DOCUMENT TEXT:
================

This is a very delicate subject and it is responsible for a lot of sadness and disappointment within a relationship. In some cases, it can even be the reason for the end of a marriage that had everything to work out, and it all begins with the phrase “my husband doesn’t want to have children.”

The decision to have children is already very complicated even when both want them, since there is never truly the certainty that they are definitely prepared, mature, and stable enough to take on this responsibility. Now imagine a couple where the husband doesn’t want children and that’s the wife’s dream. This is a drama experienced by many women, and such cases have grown steadily due to the current lifestyle. So much hustle, obligations, long working hours, and an exhausting life. When they do have a break, they want to relax by traveling, going out at night, and doing things that, with a small child, would no longer be possible.

But how to deal with a woman’s maternal instinct that is screaming and with the desire and dream to become a mother so apparent? How to solve the situation with a husband who doesn’t want to have children and has different plans from his wife? Normally, when couples are getting to know each other during the dating phase, they talk about topics such as marriage and children. Some already show at the beginning their lack of desire to have kids and want to enjoy life as a couple. In these cases, some men change their minds over time, they mature and realize that life could be better and more complete by starting a family, but for others, not even time will change their minds.

================

DATA BELOW:

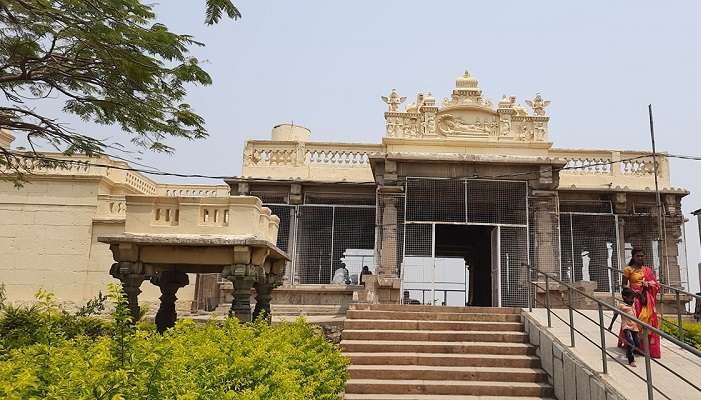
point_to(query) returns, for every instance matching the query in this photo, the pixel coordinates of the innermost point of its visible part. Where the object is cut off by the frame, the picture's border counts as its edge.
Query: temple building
(449, 208)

================

STUDY QUESTIONS:
**1)** In the article about a husband who doesn't want children, rewrite the paragraph beginning "The decision to have children is already very complicated" as a short bulleted list that keeps its main facts.
**2)** Summarize the article about a husband who doesn't want children in two sentences.
**3)** According to the article about a husband who doesn't want children, why have cases of husbands not wanting children grown? Answer in one to three sentences.

SOLVED PROBLEMS:
**1)**
- Deciding to have children is hard even when both partners want them, because there is never real certainty that they are prepared, mature, and stable enough.
- A harder case is a couple where the husband doesn't want children but the wife dreams of them.
- Many women experience this, and such cases have grown steadily because of today's lifestyle.
- That lifestyle means hustle, obligations, long working hours, and exhaustion.
- In their free time, people want to relax by traveling, going out at night, and doing things a small child would make impossible.

**2)** A husband's refusal to have children can cause great sadness in a relationship and can even end a marriage, and the problem has become more common because busy modern lifestyles make people want free time for travel and going out. Couples often discuss children while dating, and although some men who don't want kids change their minds as they mature, others never do.

**3)** The article attributes the growth to the current lifestyle of hustle, obligations, long working hours, and exhaustion. When people do get a break, they want to relax by traveling, going out at night, and doing things that would no longer be possible with a small child.